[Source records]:
━━━━━━━━━━━━━━━━━━━━━━━━━━━━━━

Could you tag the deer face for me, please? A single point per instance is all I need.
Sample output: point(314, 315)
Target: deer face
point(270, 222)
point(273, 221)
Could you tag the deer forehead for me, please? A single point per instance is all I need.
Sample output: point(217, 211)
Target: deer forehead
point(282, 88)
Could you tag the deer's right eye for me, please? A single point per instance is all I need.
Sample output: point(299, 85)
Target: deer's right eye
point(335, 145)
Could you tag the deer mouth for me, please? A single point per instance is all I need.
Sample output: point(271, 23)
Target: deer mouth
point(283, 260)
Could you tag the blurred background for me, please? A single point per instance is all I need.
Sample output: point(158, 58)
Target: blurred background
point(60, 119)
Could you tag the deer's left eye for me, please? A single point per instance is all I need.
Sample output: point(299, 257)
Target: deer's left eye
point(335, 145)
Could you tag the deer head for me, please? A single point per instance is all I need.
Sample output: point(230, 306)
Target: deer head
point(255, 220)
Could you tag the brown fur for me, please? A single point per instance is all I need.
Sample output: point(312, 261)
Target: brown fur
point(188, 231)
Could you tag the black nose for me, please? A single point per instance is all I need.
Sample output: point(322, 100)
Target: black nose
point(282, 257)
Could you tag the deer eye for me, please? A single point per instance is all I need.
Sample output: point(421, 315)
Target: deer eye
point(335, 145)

━━━━━━━━━━━━━━━━━━━━━━━━━━━━━━

[Work instructions]: Would you reproduce all the entries exactly?

[Result]:
Could you tag the deer face for me, please? A single point per instance is all I need.
Sample output: point(314, 315)
Target: deer face
point(270, 222)
point(273, 221)
Could you tag the deer forehead for me, please? A single point per instance is all I need.
Sample output: point(217, 211)
Target: deer forehead
point(282, 88)
Could you tag the deer's right eye for me, please? A single point per instance is all I need.
Sample output: point(299, 85)
Target: deer's right eye
point(335, 145)
Could you tag the deer mouth for me, please? A single point per instance is all I need.
Sample output: point(271, 23)
Target: deer mouth
point(283, 260)
Could you tag the blurred background for me, please? A single point per instance is all I need.
Sample output: point(158, 58)
Target: blurred background
point(60, 119)
Could you tag the deer's left eye for me, please? A single point per instance is all I need.
Sample output: point(299, 257)
Target: deer's left eye
point(335, 145)
Could you tag the deer head for me, please? A single point per instance is all I need.
Sample output: point(230, 306)
Target: deer head
point(255, 220)
Could you tag the brown fur for me, please? A single point per instance is all I need.
Sample output: point(312, 261)
Target: brown fur
point(188, 231)
Could you tag the black nose for me, please? A single point per instance is all I need.
Sample output: point(322, 100)
Target: black nose
point(282, 257)
Could you tag the deer eye for me, please? A single point per instance is all I need.
Sample output: point(421, 315)
Target: deer eye
point(335, 145)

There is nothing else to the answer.